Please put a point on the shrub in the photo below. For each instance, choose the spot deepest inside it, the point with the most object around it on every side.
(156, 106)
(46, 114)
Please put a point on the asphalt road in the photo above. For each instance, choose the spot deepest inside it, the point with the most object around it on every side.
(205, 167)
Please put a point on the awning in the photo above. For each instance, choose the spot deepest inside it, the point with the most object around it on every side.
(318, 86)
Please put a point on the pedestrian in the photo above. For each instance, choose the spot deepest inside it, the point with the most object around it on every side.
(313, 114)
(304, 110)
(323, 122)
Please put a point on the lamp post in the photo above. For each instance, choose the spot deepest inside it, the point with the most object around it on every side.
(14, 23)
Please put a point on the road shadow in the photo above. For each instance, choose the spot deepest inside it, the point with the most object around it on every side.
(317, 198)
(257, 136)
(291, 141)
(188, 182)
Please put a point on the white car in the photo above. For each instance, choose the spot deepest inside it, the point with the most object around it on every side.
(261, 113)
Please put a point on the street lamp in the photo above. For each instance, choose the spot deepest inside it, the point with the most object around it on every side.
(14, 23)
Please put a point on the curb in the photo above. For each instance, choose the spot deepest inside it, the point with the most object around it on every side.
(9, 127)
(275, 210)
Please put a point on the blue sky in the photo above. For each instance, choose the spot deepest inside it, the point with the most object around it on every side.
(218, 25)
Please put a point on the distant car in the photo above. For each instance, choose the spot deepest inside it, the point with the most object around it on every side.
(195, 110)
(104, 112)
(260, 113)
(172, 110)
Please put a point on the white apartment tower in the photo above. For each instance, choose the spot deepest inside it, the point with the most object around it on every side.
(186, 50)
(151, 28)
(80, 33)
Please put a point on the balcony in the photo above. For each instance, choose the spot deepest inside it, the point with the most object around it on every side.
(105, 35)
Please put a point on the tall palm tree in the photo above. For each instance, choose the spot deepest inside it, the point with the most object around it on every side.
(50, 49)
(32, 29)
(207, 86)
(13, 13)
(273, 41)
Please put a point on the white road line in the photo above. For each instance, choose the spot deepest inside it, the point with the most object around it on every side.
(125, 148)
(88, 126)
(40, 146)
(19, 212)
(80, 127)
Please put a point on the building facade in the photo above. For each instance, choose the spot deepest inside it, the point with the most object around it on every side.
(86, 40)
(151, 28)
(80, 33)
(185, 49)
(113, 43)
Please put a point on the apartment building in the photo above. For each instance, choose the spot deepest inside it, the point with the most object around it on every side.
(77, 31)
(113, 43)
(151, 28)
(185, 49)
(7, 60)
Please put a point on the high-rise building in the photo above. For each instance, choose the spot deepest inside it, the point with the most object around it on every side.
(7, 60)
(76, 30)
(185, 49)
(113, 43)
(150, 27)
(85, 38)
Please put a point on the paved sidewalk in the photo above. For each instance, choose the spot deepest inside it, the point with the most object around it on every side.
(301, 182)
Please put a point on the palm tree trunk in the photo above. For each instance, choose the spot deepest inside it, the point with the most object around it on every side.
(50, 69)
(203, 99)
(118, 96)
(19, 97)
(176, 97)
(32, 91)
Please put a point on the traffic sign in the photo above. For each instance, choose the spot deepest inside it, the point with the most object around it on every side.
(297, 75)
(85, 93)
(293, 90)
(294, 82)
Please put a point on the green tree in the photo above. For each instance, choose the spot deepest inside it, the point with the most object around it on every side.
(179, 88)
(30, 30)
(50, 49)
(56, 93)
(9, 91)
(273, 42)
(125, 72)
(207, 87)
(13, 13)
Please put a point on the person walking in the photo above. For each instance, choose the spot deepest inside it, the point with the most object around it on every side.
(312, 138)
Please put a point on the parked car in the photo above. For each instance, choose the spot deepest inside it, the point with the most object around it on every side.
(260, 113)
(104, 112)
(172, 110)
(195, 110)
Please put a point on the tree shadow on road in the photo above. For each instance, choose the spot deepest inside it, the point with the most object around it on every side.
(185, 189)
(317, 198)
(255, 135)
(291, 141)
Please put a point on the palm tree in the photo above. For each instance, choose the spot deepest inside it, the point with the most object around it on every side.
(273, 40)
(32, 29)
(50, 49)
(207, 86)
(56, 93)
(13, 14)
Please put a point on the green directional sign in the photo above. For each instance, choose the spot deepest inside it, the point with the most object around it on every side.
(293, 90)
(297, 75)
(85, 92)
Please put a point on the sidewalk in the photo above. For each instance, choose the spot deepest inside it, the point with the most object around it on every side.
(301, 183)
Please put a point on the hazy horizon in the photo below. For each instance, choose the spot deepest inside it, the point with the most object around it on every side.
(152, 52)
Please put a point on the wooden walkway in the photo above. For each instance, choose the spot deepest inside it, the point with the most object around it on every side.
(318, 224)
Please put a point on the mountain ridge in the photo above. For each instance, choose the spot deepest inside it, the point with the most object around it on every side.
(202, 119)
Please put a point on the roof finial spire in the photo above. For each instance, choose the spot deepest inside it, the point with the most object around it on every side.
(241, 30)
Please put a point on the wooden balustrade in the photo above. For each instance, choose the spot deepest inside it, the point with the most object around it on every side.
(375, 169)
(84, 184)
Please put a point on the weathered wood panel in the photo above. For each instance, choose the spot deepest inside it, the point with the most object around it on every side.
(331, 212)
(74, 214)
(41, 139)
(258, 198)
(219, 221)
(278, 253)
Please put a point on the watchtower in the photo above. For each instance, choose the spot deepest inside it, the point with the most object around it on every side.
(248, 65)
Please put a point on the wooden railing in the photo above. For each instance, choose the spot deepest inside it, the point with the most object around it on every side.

== == ==

## Do this
Send back each record exactly as it stands.

## Exercise response
Please put a point on the shrub in the photo below. For each instance, choose the spot deepest inside it, the point with the most object around it on every side.
(156, 106)
(46, 114)
Please put a point on the asphalt road in the photo above. For each instance, choose the spot deepest inside it, the point with the most object around it on every side.
(205, 167)
Please put a point on the awning in the photo above. For each instance, choose the spot deepest inside it, the point with the most object around it on every side.
(318, 86)
Please put a point on the pedestrian in the photo above. For each instance, choose the spot deepest inside it, the point with the most object around it on every side.
(313, 114)
(304, 110)
(323, 122)
Please put a point on the lamp post in the photo above. For each instance, choose the spot deepest inside it, the point with the most object around it on every side.
(14, 23)
Please put a point on the road shadow in the photo above. For each instance, choose the spot deepest inside it, the point with the most object around it on every side.
(317, 198)
(257, 136)
(291, 141)
(188, 182)
Please put a point on the white car in the photo above. For each instance, choose the spot deepest inside it, the point with the most object around it on every side.
(261, 113)
Please put a point on the street lamp in the photo above. For each instance, choose the spot deepest inside it, the point with the most object around it on every side.
(14, 23)
Please put a point on the curb in the photo above. For each instance, choose the spot deepest inside it, the point with the most object around it on every side.
(9, 127)
(275, 210)
Please put a point on the blue sky in the photo above. For each instance, choose the spot deepest inside it, the point with the most object around it on every side.
(218, 25)
Please put a point on the distant car in the photo above. For each instance, choose the spot deepest inside it, the point with the most object around it on every side.
(195, 110)
(104, 112)
(260, 113)
(172, 110)
Please put a point on the white apartment tower in the photo above. For each instance, choose the spot deepest inside it, the point with the most object around it on every side.
(186, 50)
(151, 28)
(80, 33)
Please put a point on the balcony in the photo above. For each instance, choose the spot deepest inside it, the point with the most object around it on every side.
(105, 35)
Please put a point on the tall palm tree in the photo above. For each instance, choose the spot deepest inside it, the point with the most object around it on every side.
(50, 49)
(32, 29)
(207, 86)
(13, 13)
(273, 41)
Please put a point on the white road line in the photo above. For each instance, choose the spot deepest inside it, the point with the most object around it on every side.
(125, 148)
(88, 126)
(40, 146)
(19, 212)
(80, 127)
Please put a point on the building facade in the photo above. For each instance, choose the spot deepest inside it, the point with the most object around it on every side.
(86, 40)
(151, 28)
(80, 33)
(185, 49)
(113, 43)
Please put a point on the apartment building in the photo above. For each instance, choose the spot deepest inside it, the point with the most object around it on every side.
(77, 31)
(113, 43)
(151, 28)
(185, 49)
(7, 60)
Please put a point on the high-rise building in the photo above. For each instance, choose the spot deepest inside it, the point with the most object around it on every side.
(7, 60)
(76, 30)
(185, 49)
(113, 43)
(150, 27)
(85, 38)
Please put a point on the paved sidewalk in the photo above. For each instance, choose the spot deepest inside it, the point with the most object around it on every side.
(301, 182)
Please put a point on the palm tree trunk in the photo above. For each instance, choose the spot deepest inside it, the point with the most object around it on every side.
(50, 69)
(203, 99)
(118, 96)
(19, 97)
(176, 97)
(32, 91)
Please put a point on the traffic sign in the photo above. For each instance, choose the spot deepest inside it, the point with the most object around it on every side.
(297, 75)
(85, 93)
(293, 90)
(294, 82)
Please put a point on the green tree in the photo above. For each instance, choose the spot deepest inside it, the point with the most object around it on every side.
(179, 88)
(30, 30)
(50, 49)
(56, 93)
(9, 91)
(273, 42)
(125, 72)
(207, 87)
(13, 13)
Please put a point on the person walking in the photo above. For each instance, choose the spot deepest inside it, the point with the most object around it on every side.
(312, 138)
Please put a point on the parked car in the photo above. For each instance, choose the spot deepest inside it, the point with the most object around it on every side.
(260, 113)
(104, 112)
(172, 110)
(195, 110)
Please put a point on the tree shadow on road in the photo above. For each instance, choose the spot deepest inside it, the point with the most object around it on every side.
(185, 189)
(317, 198)
(255, 135)
(291, 141)
Please put a point on the palm tree in the photo above. For each instance, choose the spot deepest inside it, the point with the most object around it on every side.
(273, 40)
(32, 29)
(50, 49)
(207, 86)
(56, 93)
(13, 14)
Please put a point on the green directional sign in the photo above. For each instance, choose the spot deepest inside it, the point with the most object around it on every side.
(293, 90)
(297, 75)
(85, 92)
Please put a point on the sidewalk in the photo above. For each instance, choose the spot deepest inside it, the point with the most object around it on every side.
(301, 183)
Please put a point on the hazy horizon in the photo below. For each instance, choose the spot deepest inside it, the point with the most object around it on every side.
(152, 52)
Please put a point on the wooden walkway in the photo above. For each instance, choose the spot deepest inside it, the point with the most object around it on every side.
(318, 224)
Please put a point on the mountain ridge in the photo above. For each instance, choose the spot deepest inside it, the point with the most object around it on every side.
(202, 119)
Please put a point on the roof finial spire in the photo above. For each instance, choose the spot deepest inside it, the point with the most object around it on every side.
(241, 30)
Please put a point on the wooden balustrade in the photo above. For each instance, choose the spot deepest inside it, the point with the most object around it on every side.
(375, 169)
(84, 184)
Please put a point on the weathered wood panel in the photo above. For each instance, choose the spot deepest inside it, the point with the most object around it on every side.
(331, 212)
(74, 214)
(41, 139)
(258, 198)
(219, 221)
(278, 253)
Please put a point on the watchtower in the photo above. For each instance, choose the spot deepest inside it, the point with the most object around it on every side.
(248, 65)
Please put a point on the wooden railing in the photo above. For each instance, choose the spot deepest inside it, the point with the most object around it on every side.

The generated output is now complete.